- BRIEF
Report every line in the listing below that contains the word "person", copying each such line in full.

- Point-based annotation data
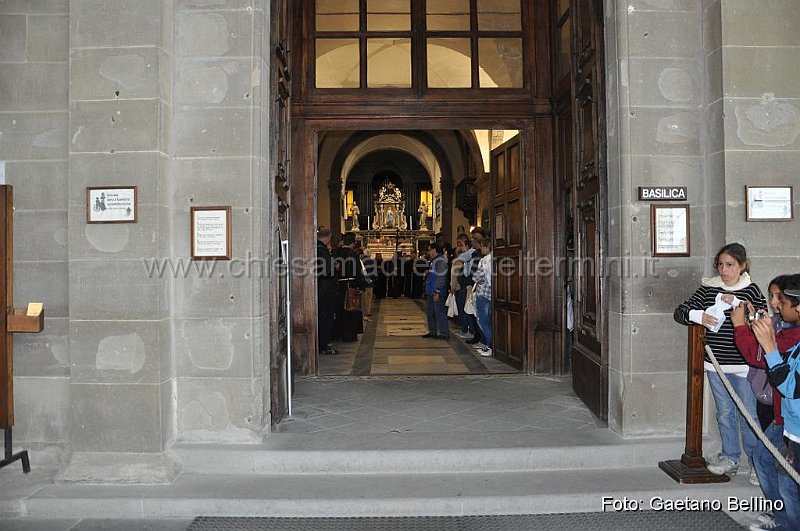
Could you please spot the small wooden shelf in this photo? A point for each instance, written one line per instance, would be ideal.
(19, 322)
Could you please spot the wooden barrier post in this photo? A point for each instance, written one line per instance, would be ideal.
(12, 320)
(691, 467)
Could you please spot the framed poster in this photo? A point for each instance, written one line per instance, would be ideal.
(211, 233)
(769, 203)
(669, 230)
(112, 204)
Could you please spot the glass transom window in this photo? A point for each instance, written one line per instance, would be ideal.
(452, 44)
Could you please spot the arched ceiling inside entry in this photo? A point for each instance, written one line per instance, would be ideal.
(395, 142)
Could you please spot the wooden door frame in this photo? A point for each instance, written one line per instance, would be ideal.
(542, 319)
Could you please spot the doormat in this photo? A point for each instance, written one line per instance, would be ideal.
(633, 521)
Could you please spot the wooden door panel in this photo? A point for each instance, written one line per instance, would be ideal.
(514, 169)
(513, 271)
(499, 173)
(583, 185)
(509, 334)
(517, 340)
(280, 141)
(501, 289)
(514, 233)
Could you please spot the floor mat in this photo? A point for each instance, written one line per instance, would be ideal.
(650, 520)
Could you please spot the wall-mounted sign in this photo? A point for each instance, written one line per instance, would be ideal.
(211, 233)
(662, 193)
(669, 230)
(116, 204)
(769, 203)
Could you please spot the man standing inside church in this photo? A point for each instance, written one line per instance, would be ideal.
(436, 293)
(327, 291)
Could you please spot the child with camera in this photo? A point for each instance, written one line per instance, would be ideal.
(710, 305)
(785, 323)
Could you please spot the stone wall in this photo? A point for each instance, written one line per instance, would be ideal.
(761, 90)
(219, 160)
(34, 86)
(658, 105)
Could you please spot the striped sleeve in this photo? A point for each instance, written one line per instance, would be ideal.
(695, 302)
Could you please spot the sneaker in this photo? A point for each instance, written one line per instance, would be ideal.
(724, 465)
(765, 526)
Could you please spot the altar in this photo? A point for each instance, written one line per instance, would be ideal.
(390, 210)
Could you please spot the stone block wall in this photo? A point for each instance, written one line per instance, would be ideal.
(658, 106)
(761, 90)
(119, 336)
(218, 159)
(34, 85)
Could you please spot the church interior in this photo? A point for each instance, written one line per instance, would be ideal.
(398, 192)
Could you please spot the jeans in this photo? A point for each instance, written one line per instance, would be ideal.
(774, 484)
(728, 417)
(463, 318)
(437, 316)
(483, 307)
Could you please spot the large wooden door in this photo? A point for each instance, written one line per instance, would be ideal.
(509, 336)
(589, 349)
(279, 139)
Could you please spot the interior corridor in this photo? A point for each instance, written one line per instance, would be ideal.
(390, 345)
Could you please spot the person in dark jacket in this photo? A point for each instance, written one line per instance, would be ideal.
(327, 291)
(351, 275)
(380, 279)
(398, 275)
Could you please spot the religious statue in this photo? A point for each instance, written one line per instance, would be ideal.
(423, 216)
(354, 212)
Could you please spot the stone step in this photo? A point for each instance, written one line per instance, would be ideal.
(449, 494)
(427, 453)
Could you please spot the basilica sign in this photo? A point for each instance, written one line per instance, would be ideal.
(662, 193)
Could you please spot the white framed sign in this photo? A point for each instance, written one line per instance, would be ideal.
(112, 204)
(669, 230)
(769, 203)
(211, 233)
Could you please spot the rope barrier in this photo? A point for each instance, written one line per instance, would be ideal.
(753, 424)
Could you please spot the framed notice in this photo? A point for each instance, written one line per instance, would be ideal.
(769, 203)
(118, 204)
(669, 230)
(211, 233)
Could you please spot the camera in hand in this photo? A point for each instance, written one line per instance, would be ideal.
(752, 316)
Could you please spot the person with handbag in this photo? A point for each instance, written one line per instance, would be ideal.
(351, 281)
(786, 328)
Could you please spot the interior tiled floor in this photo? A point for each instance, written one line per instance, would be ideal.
(390, 345)
(394, 404)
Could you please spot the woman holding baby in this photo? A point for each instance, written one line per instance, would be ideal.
(711, 306)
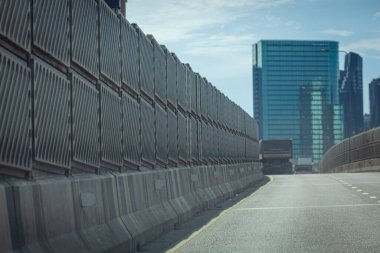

- WRITTEN RESPONSE
Could you please spot the person in dark jacket in this photo? A point for each instance, written one line per instance, would be ideal.
Could you please spot the person with handbag in this photo? A point for each instance, written one line per instance, would be ideal.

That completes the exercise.